_REQUIREMENTS:_
A. Copy the passage from the thread on merging two C# sequences word for word, beginning at "I use these" and ending after "ie2 = second.GetEnumerator())".
B. Continue the forum thread about pairing up items from two C# sequences, starting right after its last line.

I have an IEnumerable<T> and an IEnumerable<U> that I want merged into an IEnumerable<KeyValuePair<T,U>> where the indexes of the elements joined together in the KeyValuePair are the same. Note I'm not using IList, so I don't have a count or an index for the items I'm merging. How best can I accomplish this? I would prefer a LINQ answer, but anything that gets the job done in an elegant fashion would work as well.
Note: As of .NET 4.0, the framework includes a .Zip extension method on IEnumerable, documented here. The following is maintained for posterity and for use in .NET framework version earlier than 4.0.
I use these extension methods:
// From http://community.bartdesmet.net/blogs/bart/archive/2008/11/03/c-4-0-feature-focus-part-3-intermezzo-linq-s-new-zip-operator.aspx
public static IEnumerable<TResult> Zip<TFirst, TSecond, TResult>(this IEnumerable<TFirst> first, IEnumerable<TSecond> second, Func<TFirst, TSecond, TResult> func) {
if (first == null)
throw new ArgumentNullException("first");
if (second == null)
throw new ArgumentNullException("second");
if (func == null)
throw new ArgumentNullException("func");
using (var ie1 = first.GetEnumerator())
using (var ie2 = second.GetEnumerator())
while (ie1.MoveNext() && ie2.MoveNext())
yield return func(ie1.Current, ie2.Current);
}
public static IEnumerable<KeyValuePair<T, R>> Zip<T, R>(this IEnumerable<T> first, IEnumerable<R> second) {
return first.Zip(second, (f, s) => new KeyValuePair<T, R>(f, s));
}
EDIT: after the comments I'm obliged to clarify and fix some things:
I originally took the first Zip implementation verbatim from Bart De Smet's blog
Added enumerator disposing (which was also noted on Bart's original post)
Added null parameter checking (also discussed in Bart's post)

_EXCERPTED DATA:_
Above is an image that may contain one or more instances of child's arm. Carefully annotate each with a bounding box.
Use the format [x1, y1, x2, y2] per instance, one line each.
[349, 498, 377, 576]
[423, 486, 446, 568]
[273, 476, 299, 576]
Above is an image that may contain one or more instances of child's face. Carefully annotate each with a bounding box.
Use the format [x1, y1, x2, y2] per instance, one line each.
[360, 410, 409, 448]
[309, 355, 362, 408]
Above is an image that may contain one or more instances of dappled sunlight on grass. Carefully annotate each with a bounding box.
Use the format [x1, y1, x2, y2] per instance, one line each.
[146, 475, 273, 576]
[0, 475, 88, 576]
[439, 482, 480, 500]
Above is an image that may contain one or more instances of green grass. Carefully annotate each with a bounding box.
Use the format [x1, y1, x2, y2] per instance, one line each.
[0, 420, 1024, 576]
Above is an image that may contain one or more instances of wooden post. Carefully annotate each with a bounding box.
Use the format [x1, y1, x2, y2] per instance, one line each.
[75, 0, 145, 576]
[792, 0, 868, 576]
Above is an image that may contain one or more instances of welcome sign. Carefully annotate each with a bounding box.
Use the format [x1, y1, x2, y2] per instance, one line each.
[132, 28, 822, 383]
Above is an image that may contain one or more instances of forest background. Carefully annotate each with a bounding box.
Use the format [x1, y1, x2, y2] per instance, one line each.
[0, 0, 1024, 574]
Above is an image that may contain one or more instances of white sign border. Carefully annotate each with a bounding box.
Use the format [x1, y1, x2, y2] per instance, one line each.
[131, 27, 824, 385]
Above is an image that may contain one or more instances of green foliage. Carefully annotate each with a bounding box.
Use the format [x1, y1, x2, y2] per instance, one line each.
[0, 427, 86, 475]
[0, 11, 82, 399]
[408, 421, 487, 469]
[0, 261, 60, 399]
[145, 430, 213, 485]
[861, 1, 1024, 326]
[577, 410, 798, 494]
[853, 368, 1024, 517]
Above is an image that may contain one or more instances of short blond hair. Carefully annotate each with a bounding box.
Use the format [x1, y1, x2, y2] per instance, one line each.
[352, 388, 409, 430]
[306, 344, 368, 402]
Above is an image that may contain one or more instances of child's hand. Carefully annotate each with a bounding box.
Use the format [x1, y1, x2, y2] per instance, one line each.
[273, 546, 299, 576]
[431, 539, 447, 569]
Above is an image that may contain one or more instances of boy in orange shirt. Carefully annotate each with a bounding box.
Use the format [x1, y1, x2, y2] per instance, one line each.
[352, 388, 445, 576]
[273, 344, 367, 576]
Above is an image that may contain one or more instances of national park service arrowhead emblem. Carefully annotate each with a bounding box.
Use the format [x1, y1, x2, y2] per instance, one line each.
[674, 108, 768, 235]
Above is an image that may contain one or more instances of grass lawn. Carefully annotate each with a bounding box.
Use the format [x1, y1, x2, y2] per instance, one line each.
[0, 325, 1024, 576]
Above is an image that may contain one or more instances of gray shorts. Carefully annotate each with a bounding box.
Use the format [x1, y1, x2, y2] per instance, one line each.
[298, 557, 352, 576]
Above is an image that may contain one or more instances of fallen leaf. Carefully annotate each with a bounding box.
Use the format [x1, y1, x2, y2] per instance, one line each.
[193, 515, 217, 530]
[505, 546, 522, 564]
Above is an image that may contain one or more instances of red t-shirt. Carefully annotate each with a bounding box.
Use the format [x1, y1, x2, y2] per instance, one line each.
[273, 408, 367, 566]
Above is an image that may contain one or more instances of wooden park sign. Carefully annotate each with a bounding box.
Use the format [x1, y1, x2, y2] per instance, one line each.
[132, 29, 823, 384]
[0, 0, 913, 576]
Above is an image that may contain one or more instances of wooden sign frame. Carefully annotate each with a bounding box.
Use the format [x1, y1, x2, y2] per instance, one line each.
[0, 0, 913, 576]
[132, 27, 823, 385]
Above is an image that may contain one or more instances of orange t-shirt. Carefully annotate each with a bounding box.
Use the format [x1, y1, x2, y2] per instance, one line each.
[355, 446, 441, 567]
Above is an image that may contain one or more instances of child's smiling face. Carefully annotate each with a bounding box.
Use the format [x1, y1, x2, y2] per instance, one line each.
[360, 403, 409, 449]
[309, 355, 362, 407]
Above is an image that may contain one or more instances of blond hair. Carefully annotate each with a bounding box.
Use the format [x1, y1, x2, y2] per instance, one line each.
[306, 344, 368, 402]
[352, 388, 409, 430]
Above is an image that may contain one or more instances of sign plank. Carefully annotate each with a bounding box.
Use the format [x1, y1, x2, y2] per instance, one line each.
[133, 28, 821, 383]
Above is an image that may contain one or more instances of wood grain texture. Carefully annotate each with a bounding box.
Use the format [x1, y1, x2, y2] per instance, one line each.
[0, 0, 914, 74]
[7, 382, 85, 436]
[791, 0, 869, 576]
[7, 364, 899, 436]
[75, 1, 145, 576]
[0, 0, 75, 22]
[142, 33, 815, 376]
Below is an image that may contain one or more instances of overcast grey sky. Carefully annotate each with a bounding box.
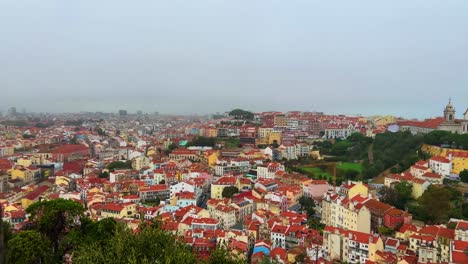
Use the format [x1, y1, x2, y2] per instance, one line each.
[0, 0, 468, 117]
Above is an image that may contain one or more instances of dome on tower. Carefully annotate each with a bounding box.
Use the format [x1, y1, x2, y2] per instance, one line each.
[445, 98, 454, 111]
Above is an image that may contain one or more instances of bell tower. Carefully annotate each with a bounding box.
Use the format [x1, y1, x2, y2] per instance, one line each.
[444, 98, 455, 122]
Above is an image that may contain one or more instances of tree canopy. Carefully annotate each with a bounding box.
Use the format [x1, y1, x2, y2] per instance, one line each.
[409, 185, 468, 224]
[3, 199, 241, 264]
[7, 230, 52, 263]
[26, 199, 85, 252]
[460, 170, 468, 182]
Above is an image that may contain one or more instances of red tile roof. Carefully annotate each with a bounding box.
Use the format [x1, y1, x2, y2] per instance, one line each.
[430, 156, 450, 163]
[24, 185, 49, 201]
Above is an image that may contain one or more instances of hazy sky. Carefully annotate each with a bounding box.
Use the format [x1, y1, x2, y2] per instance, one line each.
[0, 0, 468, 117]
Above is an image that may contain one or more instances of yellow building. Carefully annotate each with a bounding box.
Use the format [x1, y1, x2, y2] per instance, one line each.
[341, 182, 369, 199]
[447, 151, 468, 174]
[268, 131, 281, 145]
[321, 193, 371, 233]
[16, 156, 33, 168]
[422, 144, 468, 174]
[204, 150, 219, 168]
[411, 178, 431, 199]
[273, 114, 288, 127]
[101, 202, 137, 218]
[211, 176, 240, 199]
[132, 156, 151, 171]
[11, 166, 41, 184]
[372, 115, 396, 126]
[21, 185, 49, 209]
[205, 127, 218, 137]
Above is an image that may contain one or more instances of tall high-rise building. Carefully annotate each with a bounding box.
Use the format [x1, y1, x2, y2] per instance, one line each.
[8, 107, 16, 116]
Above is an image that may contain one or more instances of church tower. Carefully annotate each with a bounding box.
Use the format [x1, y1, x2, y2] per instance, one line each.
[444, 98, 455, 123]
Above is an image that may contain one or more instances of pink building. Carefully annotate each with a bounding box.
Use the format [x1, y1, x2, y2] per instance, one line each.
[304, 180, 330, 200]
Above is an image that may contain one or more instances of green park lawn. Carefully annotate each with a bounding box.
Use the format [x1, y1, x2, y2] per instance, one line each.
[336, 162, 362, 173]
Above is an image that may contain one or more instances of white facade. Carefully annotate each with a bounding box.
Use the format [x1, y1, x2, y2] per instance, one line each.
[429, 158, 452, 177]
[170, 182, 196, 197]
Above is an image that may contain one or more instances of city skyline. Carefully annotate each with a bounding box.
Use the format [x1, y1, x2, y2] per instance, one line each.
[0, 1, 468, 118]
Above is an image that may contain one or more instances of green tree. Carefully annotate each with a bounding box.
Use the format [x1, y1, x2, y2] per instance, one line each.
[7, 230, 52, 264]
[208, 247, 244, 264]
[26, 199, 85, 254]
[73, 225, 197, 264]
[410, 186, 463, 223]
[299, 196, 315, 217]
[221, 186, 239, 198]
[460, 170, 468, 182]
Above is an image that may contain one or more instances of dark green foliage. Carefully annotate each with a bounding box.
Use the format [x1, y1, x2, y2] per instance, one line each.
[314, 140, 333, 155]
[424, 130, 468, 149]
[107, 160, 132, 172]
[7, 230, 52, 264]
[222, 186, 239, 198]
[409, 186, 468, 224]
[363, 132, 423, 179]
[229, 109, 253, 120]
[460, 170, 468, 182]
[26, 199, 85, 252]
[7, 199, 242, 264]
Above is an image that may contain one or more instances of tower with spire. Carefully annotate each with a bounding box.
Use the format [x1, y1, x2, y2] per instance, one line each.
[437, 98, 466, 134]
[444, 98, 455, 123]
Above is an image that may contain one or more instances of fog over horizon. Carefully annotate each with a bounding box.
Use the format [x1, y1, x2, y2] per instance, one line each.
[0, 0, 468, 118]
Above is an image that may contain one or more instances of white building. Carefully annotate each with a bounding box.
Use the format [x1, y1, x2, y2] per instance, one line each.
[429, 156, 452, 177]
[325, 124, 357, 139]
[257, 162, 285, 179]
[169, 182, 196, 197]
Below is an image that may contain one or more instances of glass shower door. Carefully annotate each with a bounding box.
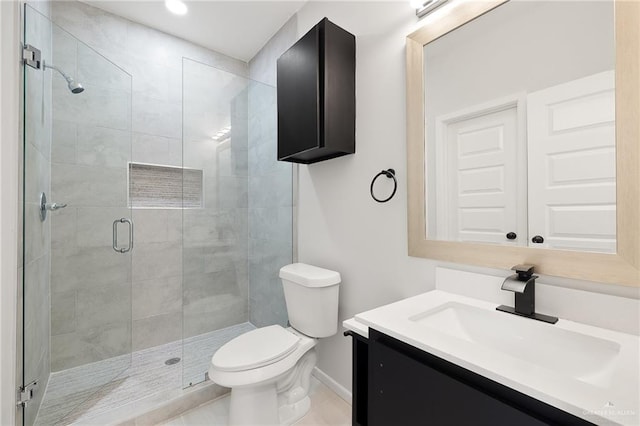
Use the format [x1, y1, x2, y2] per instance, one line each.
[23, 5, 134, 426]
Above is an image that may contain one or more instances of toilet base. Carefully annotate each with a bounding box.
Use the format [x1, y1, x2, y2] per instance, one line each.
[229, 348, 316, 426]
[278, 396, 311, 426]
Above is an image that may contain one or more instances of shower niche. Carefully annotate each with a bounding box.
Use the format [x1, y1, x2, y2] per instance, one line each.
[18, 2, 292, 426]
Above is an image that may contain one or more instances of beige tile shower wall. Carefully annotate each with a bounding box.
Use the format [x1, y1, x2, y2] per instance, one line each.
[183, 60, 248, 340]
[249, 16, 298, 327]
[51, 1, 247, 371]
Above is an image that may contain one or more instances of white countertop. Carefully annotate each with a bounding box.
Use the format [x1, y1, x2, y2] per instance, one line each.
[343, 290, 640, 426]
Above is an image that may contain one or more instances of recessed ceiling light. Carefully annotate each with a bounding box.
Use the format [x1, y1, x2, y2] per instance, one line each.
[164, 0, 187, 15]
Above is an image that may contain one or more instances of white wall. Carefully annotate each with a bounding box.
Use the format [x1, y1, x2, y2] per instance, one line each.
[0, 1, 20, 425]
[284, 2, 638, 389]
[298, 2, 435, 396]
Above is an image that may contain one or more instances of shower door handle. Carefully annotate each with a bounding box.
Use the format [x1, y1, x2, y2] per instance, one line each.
[113, 217, 133, 253]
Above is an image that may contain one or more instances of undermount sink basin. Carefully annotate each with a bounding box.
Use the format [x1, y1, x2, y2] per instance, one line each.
[408, 302, 620, 387]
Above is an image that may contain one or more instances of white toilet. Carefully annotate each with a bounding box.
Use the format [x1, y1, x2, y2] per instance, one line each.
[209, 263, 340, 426]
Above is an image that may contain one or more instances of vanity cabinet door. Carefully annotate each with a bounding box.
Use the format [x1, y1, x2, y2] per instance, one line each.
[368, 329, 591, 426]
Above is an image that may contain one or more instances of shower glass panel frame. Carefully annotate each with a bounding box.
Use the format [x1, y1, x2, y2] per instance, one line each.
[182, 58, 292, 387]
[22, 5, 134, 426]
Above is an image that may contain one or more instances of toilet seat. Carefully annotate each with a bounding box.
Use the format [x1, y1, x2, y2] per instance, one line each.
[209, 326, 317, 388]
[211, 325, 300, 371]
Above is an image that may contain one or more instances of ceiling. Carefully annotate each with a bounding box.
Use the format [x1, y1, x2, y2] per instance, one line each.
[84, 0, 306, 62]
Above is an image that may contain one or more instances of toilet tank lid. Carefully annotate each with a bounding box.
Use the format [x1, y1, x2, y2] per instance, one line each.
[280, 263, 340, 287]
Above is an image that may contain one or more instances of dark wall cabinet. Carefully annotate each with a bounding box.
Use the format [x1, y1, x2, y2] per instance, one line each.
[277, 18, 356, 164]
[353, 329, 592, 426]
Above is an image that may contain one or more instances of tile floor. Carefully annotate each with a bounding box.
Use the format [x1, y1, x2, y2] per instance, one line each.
[36, 323, 255, 426]
[161, 377, 351, 426]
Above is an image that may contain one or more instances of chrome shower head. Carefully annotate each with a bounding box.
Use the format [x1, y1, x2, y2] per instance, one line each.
[42, 61, 84, 94]
[67, 79, 84, 94]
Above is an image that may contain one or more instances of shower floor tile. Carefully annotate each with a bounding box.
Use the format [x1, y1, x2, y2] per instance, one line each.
[35, 322, 255, 426]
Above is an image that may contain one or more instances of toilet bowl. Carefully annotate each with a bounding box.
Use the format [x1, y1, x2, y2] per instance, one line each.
[209, 263, 340, 426]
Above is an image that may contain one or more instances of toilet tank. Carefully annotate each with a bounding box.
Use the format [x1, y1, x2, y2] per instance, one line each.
[280, 263, 340, 338]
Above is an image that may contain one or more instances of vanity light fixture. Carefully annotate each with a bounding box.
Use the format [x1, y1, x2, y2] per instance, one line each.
[411, 0, 449, 18]
[164, 0, 187, 15]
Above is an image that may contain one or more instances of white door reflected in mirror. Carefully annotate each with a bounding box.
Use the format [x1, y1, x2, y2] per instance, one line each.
[424, 1, 616, 253]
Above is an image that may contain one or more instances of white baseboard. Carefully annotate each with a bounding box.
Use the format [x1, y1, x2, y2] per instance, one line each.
[312, 367, 351, 405]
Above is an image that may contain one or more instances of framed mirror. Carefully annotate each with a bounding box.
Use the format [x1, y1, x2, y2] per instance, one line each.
[407, 0, 640, 286]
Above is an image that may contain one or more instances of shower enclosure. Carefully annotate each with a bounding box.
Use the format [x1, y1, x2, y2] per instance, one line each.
[22, 2, 292, 426]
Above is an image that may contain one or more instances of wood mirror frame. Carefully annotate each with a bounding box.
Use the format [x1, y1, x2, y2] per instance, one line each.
[406, 0, 640, 287]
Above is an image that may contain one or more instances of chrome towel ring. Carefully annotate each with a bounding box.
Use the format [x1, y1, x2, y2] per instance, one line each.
[369, 169, 398, 203]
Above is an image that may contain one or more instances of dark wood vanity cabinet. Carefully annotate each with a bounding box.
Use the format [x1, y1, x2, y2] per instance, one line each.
[353, 329, 592, 426]
[277, 18, 356, 164]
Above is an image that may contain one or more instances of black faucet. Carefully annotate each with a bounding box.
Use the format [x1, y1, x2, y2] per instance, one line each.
[496, 265, 558, 324]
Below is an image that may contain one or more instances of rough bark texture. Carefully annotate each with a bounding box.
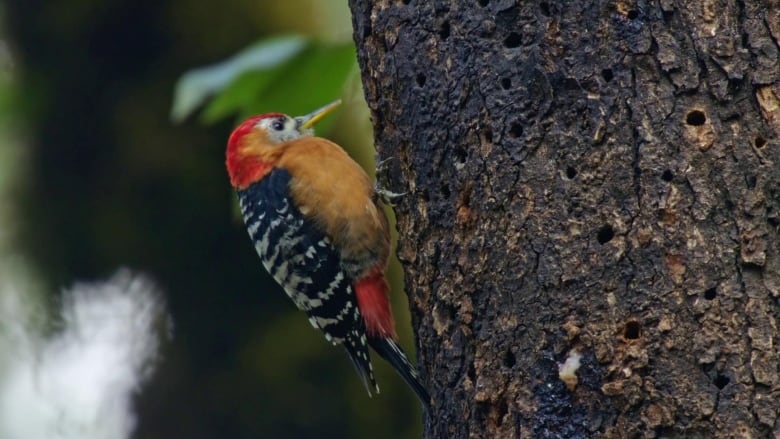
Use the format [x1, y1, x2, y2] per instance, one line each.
[350, 0, 780, 438]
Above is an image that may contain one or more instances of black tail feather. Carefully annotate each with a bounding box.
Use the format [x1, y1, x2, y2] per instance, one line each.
[344, 333, 379, 396]
[368, 337, 431, 410]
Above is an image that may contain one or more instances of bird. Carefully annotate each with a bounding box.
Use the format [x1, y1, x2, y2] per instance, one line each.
[226, 100, 431, 410]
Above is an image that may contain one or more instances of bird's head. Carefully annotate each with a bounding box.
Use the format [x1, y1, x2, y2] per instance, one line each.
[226, 100, 341, 189]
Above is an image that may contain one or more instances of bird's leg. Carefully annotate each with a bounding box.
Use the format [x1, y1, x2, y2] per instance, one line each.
[374, 157, 406, 206]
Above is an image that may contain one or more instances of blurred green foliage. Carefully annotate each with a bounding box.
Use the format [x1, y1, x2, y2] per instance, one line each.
[171, 36, 357, 123]
[0, 0, 421, 439]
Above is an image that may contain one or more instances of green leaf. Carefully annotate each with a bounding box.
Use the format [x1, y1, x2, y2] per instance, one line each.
[203, 43, 356, 129]
[171, 36, 308, 122]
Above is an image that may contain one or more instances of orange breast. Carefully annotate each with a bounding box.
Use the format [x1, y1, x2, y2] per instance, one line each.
[278, 137, 389, 267]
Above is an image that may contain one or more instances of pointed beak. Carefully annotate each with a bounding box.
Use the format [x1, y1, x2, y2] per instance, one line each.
[295, 99, 341, 129]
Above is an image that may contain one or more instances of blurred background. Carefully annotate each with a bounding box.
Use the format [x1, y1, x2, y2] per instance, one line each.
[0, 0, 421, 439]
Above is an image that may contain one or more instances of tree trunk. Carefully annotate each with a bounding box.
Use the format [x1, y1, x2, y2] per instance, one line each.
[350, 0, 780, 438]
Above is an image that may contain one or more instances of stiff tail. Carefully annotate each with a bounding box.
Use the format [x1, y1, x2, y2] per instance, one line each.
[344, 331, 379, 396]
[368, 336, 431, 410]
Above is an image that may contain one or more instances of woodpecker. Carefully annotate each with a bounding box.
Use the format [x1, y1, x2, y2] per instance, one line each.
[226, 101, 430, 409]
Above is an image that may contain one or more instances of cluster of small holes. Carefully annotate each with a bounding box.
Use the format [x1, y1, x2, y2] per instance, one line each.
[504, 349, 517, 369]
[439, 21, 450, 40]
[712, 374, 731, 389]
[596, 224, 615, 244]
[685, 110, 707, 127]
[539, 2, 550, 17]
[455, 147, 469, 163]
[504, 32, 522, 49]
[623, 320, 642, 340]
[439, 184, 452, 198]
[509, 122, 523, 139]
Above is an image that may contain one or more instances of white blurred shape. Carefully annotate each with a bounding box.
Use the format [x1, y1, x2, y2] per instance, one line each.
[0, 270, 169, 439]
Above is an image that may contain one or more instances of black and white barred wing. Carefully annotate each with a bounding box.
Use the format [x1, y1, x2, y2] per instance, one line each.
[238, 169, 378, 394]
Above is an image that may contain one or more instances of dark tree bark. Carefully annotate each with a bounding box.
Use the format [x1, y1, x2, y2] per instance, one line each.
[350, 0, 780, 438]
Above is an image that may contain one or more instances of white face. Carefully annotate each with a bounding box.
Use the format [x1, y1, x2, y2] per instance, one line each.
[255, 115, 314, 143]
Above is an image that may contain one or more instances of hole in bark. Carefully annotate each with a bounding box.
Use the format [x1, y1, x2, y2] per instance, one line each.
[596, 224, 615, 244]
[509, 122, 523, 139]
[455, 147, 469, 163]
[504, 349, 517, 369]
[439, 21, 450, 40]
[623, 320, 642, 340]
[539, 2, 550, 17]
[685, 110, 707, 127]
[504, 32, 522, 49]
[439, 184, 452, 198]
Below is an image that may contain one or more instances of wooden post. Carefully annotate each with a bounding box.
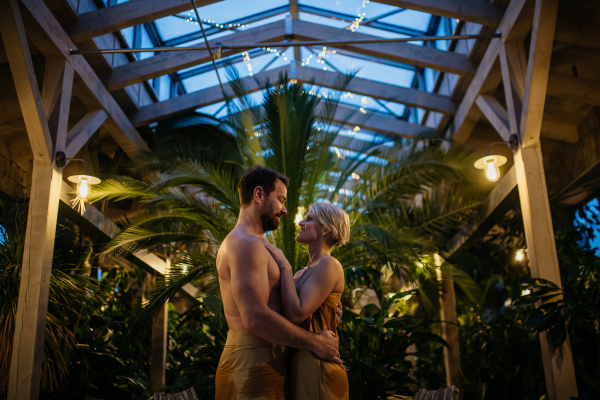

_RESPONSE LIST:_
A.
I use these extension methods:
// From http://community.bartdesmet.net/blogs/bart/archive/2008/11/03/c-4-0-feature-focus-part-3-intermezzo-linq-s-new-zip-operator.aspx
public static IEnumerable<TResult> Zip<TFirst, TSecond, TResult>(this IEnumerable<TFirst> first, IEnumerable<TSecond> second, Func<TFirst, TSecond, TResult> func) {
if (first == null)
throw new ArgumentNullException("first");
if (second == null)
throw new ArgumentNullException("second");
if (func == null)
throw new ArgumentNullException("func");
using (var ie1 = first.GetEnumerator())
using (var ie2 = second.GetEnumerator())

B.
As a update to anyone stumbling across this question, .Net 4.0 supports this natively as ex from MS:
int[] numbers = { 1, 2, 3, 4 };
string[] words = { "one", "two", "three" };
var numbersAndWords = numbers.Zip(words, (first, second) => first + " " + second);
Documentation:
The method merges each element of the first sequence with an element that has the same index in the second sequence. If the sequences do not have the same number of elements, the method merges sequences until it reaches the end of one of them. For example, if one sequence has three elements and the other one has four, the result sequence will have only three elements.
Think about what you're asking a bit more closely here:
You want to combine two IEnumerables in which "the indexes of the elements joined together in the KeyValuePair are the same", but you "don't have a count or an index for the items I'm merging".
There's no guarantee your IEnumerables are even sorted or unsorted. There's no correlation between your two IEnumerable objects, so how can you expect to correlate them?
Look at nextension:
Currently Implemented Methods
IEnumerable
ForEach Performs a specified action on each element of the IEnumerable.
Clump Groups items into same size lots.
Scan Creates a list by applying a delegate to pairs of items in the IEnumerable.
AtLeast Checks there are at least a certain amount of items in the IEnumerable.
AtMost Checks there are no more than a certain amount of items in the IEnumerable.
Zip Creates a list by combining two other lists into one.
Cycle Creates a list by repeating another list.
I would use something along the lines of -
IEnumerable<KeyValuePair<T,U>> Merge<T,U>(IEnumerable<T> keyCollection, IEnumerable<U> valueCollection)
{
var keys = keyCollection.GetEnumerator();
var values = valueCollection.GetEnumerator();
try
{
keys.Reset();
values.Reset();
while (keys.MoveNext() && values.MoveNext())
{
yield return new KeyValuePair<T,U>(keys.Current,values.Current);
}
}
finally
{
keys.Dispose();
values.Dispose();
}
}
This should work correctly, and cleanup properly afterwards.
Untested, but should work:
IEnumerable<KeyValuePair<T, U>> Zip<T, U>(IEnumerable<T> t, IEnumerable<U> u) {
IEnumerator<T> et = t.GetEnumerator();
IEnumerator<U> eu = u.GetEnumerator();
for (;;) {
bool bt = et.MoveNext();
bool bu = eu.MoveNext();
if (bt != bu)
throw new ArgumentException("Different number of elements in t and u");
if (!bt)
break;
yield return new KeyValuePair<T, U>(et.Current, eu.Current);
}
}
You could use the Zip methods in MoreLINQ.
The MSDN has the following Custom Sequence Operators example. And Welbog is right; if you have no index on the underlying data you have no guarantee that the operation does what you exspect.
Another implementation from the functional-dotnet project by Alexey Romanov:
/// <summary>
/// Takes two sequences and returns a sequence of corresponding pairs.
/// If one sequence is short, excess elements of the longer sequence are discarded.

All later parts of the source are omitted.